Task objective - In the exchange about dating below, retype the part starting with "No judgment from" and going on through "anything in real life.", word for word.

Hey Emily, can you give us an update? 

No judgment from me if you're still talking to the first guy. I got the sense you really liked him despite his elusiveness and passivity, which is okay.  I mean, sometimes you just gotta play these things out; it can awhile to implement real change re the type of men we're drawn to, a work in progress.

But if you dumped him, even better!

Let us know.😅

 

Hi! Yes I dumped him, deleted his number. 

I did like him, he had many things I would like to have in a partner, but he was not open/ready to anything in real life.

I learned the lesson that men are very easy to understand. If they are interested they ask you out. If they don’t want to see you they don’t. Simple. No need to wonder. 

Men don’t have to behave the way I want or expect, but when I feel something is off that is a big sign.

Source data -
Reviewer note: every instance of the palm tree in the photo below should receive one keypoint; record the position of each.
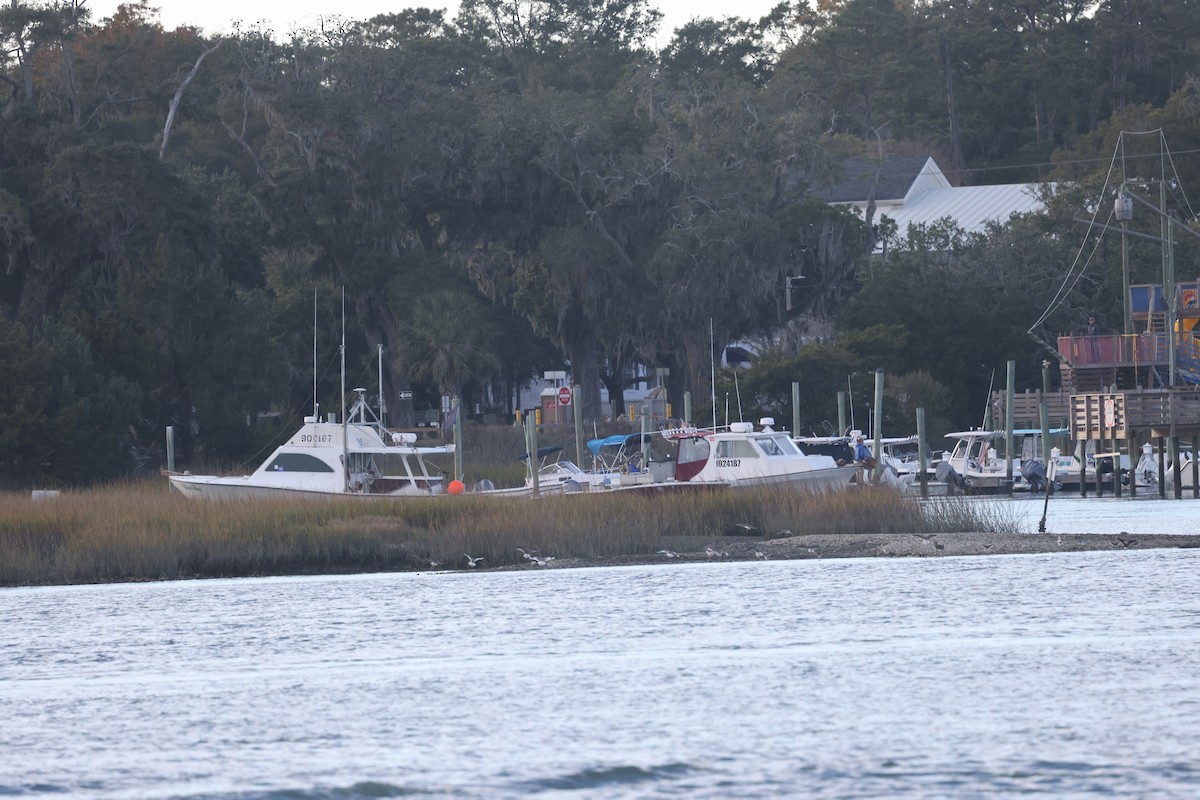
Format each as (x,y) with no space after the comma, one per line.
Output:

Answer in full -
No judgment from me if you're still talking to the first guy. I got the sense you really liked him despite his elusiveness and passivity, which is okay.  I mean, sometimes you just gotta play these things out; it can awhile to implement real change re the type of men we're drawn to, a work in progress.

But if you dumped him, even better!

Let us know.😅

 

Hi! Yes I dumped him, deleted his number. 

I did like him, he had many things I would like to have in a partner, but he was not open/ready to anything in real life.